== EXTRAIT À LIRE ==
Nous l’avions rencontré à Marrakech l’an dernier où étaient présentées au Musée Yves Saint Laurent des oeuvres inédites. Nous y avions découvert une autre facette de ce personnage facétieux qui, dans les années 1960, avait fait une rapide incursion dans le monde de la mode pour mieux en casser les codes avec ses « robes-sculptures » qui empaquetaient les femmes. En hommage, nous republions ce papier paru dans le numéro 49.

Photo Wolfgang Volz, © 1985 Christo

« Est-ce un grand artiste, un fou ou un plaisantin ? » C’est sur cette interrogation à choix multiples que s’ouvre le très bon documentaire d’Anastas Petkov dédié à Christo et Jeanne-Claude, dans l’auditorium feutré du musée Yves Saint Laurent Marrakech. Évidemment, la réponse est dans la question. Christo est un peu tout cela à la fois, et lors de sa première venue au Maroc le 22 mars 2019, cet octogénaire facétieux a pris un malin plaisir à brouiller les pistes. Un peu à l’image de son œuvre, inclassable. « Quand j’étais en Bulgarie, j’étudiais à l’Académie des beaux-arts qui était faite sur le modèle du XIXe siècle en Allemagne. Au bout de huit ans, on devait choisir entre la peinture, la sculpture, les arts décoratifs… Comme je me suis échappé vers l’Ouest lors de ma 4e année, je n’ai toujours pas décidé ce que je suis. »

Christo est l’artiste de l’impossible, celui qui dépasse toutes les limites. Bien avant d’empaqueter des monuments à travers le monde, ou d’installer des œuvres éphémères (il préfère dire « temporaires ») dans la nature, comme en Australie ou au Japon, il fait ses premiers essais sur des objets du quotidien à New York, lorsqu’il s’y installe en 1964 avec son épouse Jeanne-Claude, son binôme indispensable, née à Casablanca. À l’époque, il fréquente le groupe des Nouveaux réalistes et collabore avec le photographe publicitaire Charles Wilp qui immortalise ses empaquetages de femmes et ses « robes-sculptures », révélées au Musée Yves Saint Laurent pour la première fois. « Peu de monde connaît cette période de mon travail. Il reste peu d’œuvres originales, surtout des photos, des films et des documents inédits, qu’on retrouve dans l’ouvrage édité par Gallimard. »
===
## [PARTIES DE L'EXERCICE]
(a) D'après l'extrait sur Christo, en quelle année Christo s'installe-t-il à New York avec Jeanne-Claude ?
(b) Relevez tous les noms de pays qui figurent dans l'extrait sur Christo.
== EXTRAITS DES LIGNES ==
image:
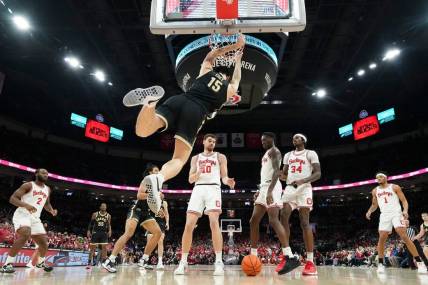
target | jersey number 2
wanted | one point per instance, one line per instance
(215, 84)
(295, 169)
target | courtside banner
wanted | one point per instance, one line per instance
(54, 257)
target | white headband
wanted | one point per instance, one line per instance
(302, 136)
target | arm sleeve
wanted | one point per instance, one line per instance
(313, 157)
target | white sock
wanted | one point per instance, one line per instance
(310, 256)
(10, 259)
(40, 260)
(287, 252)
(253, 251)
(218, 256)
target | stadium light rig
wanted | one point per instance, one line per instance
(391, 54)
(21, 23)
(99, 75)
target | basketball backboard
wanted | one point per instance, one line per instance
(202, 16)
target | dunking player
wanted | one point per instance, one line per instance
(185, 114)
(99, 231)
(31, 198)
(163, 223)
(388, 196)
(268, 198)
(423, 233)
(138, 214)
(207, 170)
(301, 168)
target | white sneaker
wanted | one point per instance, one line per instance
(219, 269)
(153, 184)
(180, 269)
(380, 268)
(143, 96)
(422, 269)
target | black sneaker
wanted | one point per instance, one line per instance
(109, 265)
(290, 265)
(7, 268)
(44, 266)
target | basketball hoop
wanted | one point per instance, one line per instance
(217, 41)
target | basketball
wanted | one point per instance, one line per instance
(251, 265)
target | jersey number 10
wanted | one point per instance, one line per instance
(215, 84)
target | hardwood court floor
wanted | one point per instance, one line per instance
(202, 275)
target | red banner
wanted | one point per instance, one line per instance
(97, 131)
(227, 9)
(54, 257)
(366, 127)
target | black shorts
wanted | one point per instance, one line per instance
(184, 116)
(99, 238)
(141, 215)
(161, 223)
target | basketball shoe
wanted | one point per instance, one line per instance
(143, 96)
(310, 269)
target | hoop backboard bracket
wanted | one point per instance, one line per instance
(199, 17)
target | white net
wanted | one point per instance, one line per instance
(217, 41)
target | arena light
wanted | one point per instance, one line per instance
(99, 75)
(73, 62)
(21, 23)
(321, 93)
(391, 54)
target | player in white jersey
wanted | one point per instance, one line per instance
(387, 197)
(207, 170)
(31, 198)
(268, 199)
(301, 168)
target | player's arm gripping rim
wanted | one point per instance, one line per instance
(48, 207)
(142, 195)
(275, 155)
(373, 206)
(207, 64)
(91, 225)
(15, 198)
(194, 172)
(400, 194)
(223, 172)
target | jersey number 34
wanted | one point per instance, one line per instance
(215, 84)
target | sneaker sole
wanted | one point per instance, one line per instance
(138, 96)
(153, 197)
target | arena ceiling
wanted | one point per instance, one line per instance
(341, 37)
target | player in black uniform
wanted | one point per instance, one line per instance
(163, 223)
(99, 231)
(138, 214)
(186, 113)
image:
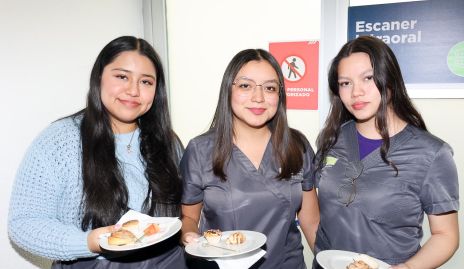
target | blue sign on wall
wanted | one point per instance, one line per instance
(426, 36)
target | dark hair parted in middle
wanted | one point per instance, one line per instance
(105, 193)
(288, 144)
(389, 82)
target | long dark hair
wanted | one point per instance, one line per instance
(105, 195)
(288, 144)
(389, 82)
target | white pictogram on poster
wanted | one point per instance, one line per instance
(293, 68)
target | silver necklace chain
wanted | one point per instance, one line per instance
(129, 146)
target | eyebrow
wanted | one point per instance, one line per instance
(128, 71)
(269, 80)
(362, 74)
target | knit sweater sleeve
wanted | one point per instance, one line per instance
(45, 200)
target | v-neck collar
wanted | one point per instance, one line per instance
(374, 157)
(248, 163)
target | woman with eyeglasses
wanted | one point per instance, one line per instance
(250, 171)
(83, 172)
(379, 169)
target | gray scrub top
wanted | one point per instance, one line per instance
(250, 199)
(385, 218)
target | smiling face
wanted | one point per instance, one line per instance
(128, 86)
(357, 88)
(254, 97)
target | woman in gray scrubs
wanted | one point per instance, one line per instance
(250, 171)
(379, 169)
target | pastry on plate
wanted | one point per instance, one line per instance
(363, 261)
(236, 238)
(213, 236)
(121, 237)
(130, 231)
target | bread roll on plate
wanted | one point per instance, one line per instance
(121, 237)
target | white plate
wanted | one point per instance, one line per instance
(254, 240)
(168, 228)
(336, 259)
===
## [RÉPONSES PAR CONSIGNE]
(a) En 1964.

(b) Le Maroc, la Bulgarie, l'Allemagne, l'Australie, le Japon.